### STATED PROBLEM
Select every line in the rows below that contains the string "target", matching case exactly.

Collection entries
╔══
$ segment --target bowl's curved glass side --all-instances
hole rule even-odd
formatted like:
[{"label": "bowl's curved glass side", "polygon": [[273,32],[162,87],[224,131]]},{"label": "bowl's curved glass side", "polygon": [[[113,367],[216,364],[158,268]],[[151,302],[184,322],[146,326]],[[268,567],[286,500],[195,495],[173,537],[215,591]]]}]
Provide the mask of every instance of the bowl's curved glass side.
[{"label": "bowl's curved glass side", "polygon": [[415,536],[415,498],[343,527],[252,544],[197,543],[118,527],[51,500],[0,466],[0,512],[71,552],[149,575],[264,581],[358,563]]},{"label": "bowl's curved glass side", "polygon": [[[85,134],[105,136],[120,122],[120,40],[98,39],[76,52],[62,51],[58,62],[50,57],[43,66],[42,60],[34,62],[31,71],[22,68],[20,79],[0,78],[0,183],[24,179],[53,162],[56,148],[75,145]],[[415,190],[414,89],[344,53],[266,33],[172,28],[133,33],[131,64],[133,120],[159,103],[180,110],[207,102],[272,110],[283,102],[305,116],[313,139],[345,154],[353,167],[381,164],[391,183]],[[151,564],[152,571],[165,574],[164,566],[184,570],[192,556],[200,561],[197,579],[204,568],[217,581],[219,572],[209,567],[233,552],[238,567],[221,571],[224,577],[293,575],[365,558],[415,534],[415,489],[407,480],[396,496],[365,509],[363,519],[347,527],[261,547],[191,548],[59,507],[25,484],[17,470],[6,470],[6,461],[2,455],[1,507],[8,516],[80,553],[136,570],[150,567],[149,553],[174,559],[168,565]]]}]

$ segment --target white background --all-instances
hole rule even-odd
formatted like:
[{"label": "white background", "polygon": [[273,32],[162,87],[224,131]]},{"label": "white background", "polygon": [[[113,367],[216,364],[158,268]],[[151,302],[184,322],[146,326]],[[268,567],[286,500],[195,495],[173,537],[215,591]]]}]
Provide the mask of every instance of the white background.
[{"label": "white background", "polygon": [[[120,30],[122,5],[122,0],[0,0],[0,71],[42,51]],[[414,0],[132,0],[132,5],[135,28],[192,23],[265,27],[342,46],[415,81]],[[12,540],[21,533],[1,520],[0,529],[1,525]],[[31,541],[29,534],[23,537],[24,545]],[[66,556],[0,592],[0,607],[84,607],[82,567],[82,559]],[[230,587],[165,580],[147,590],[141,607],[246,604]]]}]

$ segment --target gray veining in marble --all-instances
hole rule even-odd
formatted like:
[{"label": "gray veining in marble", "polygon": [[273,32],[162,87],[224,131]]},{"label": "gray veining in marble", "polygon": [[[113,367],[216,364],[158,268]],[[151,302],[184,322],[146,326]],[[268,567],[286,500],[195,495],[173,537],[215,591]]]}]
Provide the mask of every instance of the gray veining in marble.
╚══
### TASK ANSWER
$ segment --target bowl's curved glass side --all-instances
$ segment --target white background --all-instances
$ segment --target gray veining in marble --all-instances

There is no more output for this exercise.